WRITTEN REQUEST:
Copy out all of the material below word for word, with every line left unchanged.

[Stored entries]
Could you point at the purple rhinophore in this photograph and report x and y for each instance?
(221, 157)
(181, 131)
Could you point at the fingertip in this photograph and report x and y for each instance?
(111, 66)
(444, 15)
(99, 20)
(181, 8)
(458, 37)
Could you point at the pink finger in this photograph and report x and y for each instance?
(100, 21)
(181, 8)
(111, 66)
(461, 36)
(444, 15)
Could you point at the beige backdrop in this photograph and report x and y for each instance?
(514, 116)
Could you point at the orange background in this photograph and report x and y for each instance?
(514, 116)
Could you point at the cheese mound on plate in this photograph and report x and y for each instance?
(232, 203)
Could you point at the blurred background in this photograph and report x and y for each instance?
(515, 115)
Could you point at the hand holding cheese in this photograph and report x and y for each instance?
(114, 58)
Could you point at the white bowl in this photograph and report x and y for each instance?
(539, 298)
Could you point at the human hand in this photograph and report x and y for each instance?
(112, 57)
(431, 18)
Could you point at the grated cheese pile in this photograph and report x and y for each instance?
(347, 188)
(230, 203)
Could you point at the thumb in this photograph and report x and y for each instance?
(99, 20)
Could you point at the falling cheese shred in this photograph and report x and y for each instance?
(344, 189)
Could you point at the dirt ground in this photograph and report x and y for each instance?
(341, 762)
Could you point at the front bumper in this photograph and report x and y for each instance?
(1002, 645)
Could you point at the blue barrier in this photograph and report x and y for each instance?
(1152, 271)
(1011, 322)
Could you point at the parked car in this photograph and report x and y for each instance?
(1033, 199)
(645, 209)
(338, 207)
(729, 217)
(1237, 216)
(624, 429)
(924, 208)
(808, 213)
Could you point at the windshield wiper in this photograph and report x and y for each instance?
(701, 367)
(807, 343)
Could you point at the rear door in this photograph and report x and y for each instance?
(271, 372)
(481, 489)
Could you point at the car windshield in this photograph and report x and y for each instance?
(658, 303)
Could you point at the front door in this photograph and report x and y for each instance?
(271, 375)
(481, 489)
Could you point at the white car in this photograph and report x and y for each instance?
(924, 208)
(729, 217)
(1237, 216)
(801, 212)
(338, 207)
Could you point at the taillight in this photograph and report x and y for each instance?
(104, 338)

CORRECT ANSWER:
Could you point at the purple rhinophore in this photograph and report x and y for each instance?
(221, 157)
(181, 131)
Could you point at the fingertip in this photograph and report x and y for each instance?
(111, 66)
(444, 15)
(99, 20)
(181, 8)
(458, 37)
Could you point at the pink finger in this photograph and report x and y for each instance?
(100, 21)
(181, 8)
(111, 66)
(461, 36)
(444, 15)
Could you point at the beige backdrop in this photograph and report x and y for each instance?
(514, 116)
Could you point at the orange background in this photograph and report x and y for each instance?
(514, 116)
Could you point at the cheese mound on plate in this photograph and report x and y for each instance?
(232, 203)
Could you point at the blurred background in this photograph and report x and y for each instance?
(515, 115)
Could you point at the hand holding cheese in this photograph and report x and y for each instance?
(114, 58)
Could you point at the white bowl in this photograph and report x and y for each instance?
(539, 298)
Could you point at the human hand in this photograph and report x and y for each instance?
(112, 57)
(431, 18)
Could you point at the grated cheese pile in this photograph and report x and y for each instance?
(347, 188)
(230, 203)
Could you point at the thumb in this photograph and report x and y for each instance?
(99, 20)
Could you point at the falling cheese shred in this photograph and report x and y for each instance?
(344, 189)
Could you point at the dirt ground in this photograph and report x and y for each instance?
(341, 762)
Could you point at the front bumper in this photograph and report x and y for each instance?
(1002, 645)
Could you point at the blue barrier in this photograph and report x and y for each instance?
(1152, 271)
(1011, 322)
Could you point at the parked car in this photograph and report x and y for each instance?
(1033, 199)
(645, 209)
(338, 207)
(729, 217)
(1237, 216)
(624, 429)
(924, 208)
(808, 213)
Could you point at the windshield wiper in this photograph and report x and y for each instance?
(701, 367)
(807, 343)
Could you point at the rear door in this photograph and report x and y for each instance?
(271, 372)
(481, 489)
Could you point at the car windshield in this photograph and report x and y for each instance?
(658, 303)
Could you point at the front door in this photograph and report x and y for each instance?
(271, 375)
(481, 489)
Could you point at the white car in this photograph and report x and y for each instance?
(924, 208)
(729, 217)
(1237, 216)
(801, 212)
(338, 207)
Could you point at the taillight in this photograph and report x and y for each instance?
(104, 338)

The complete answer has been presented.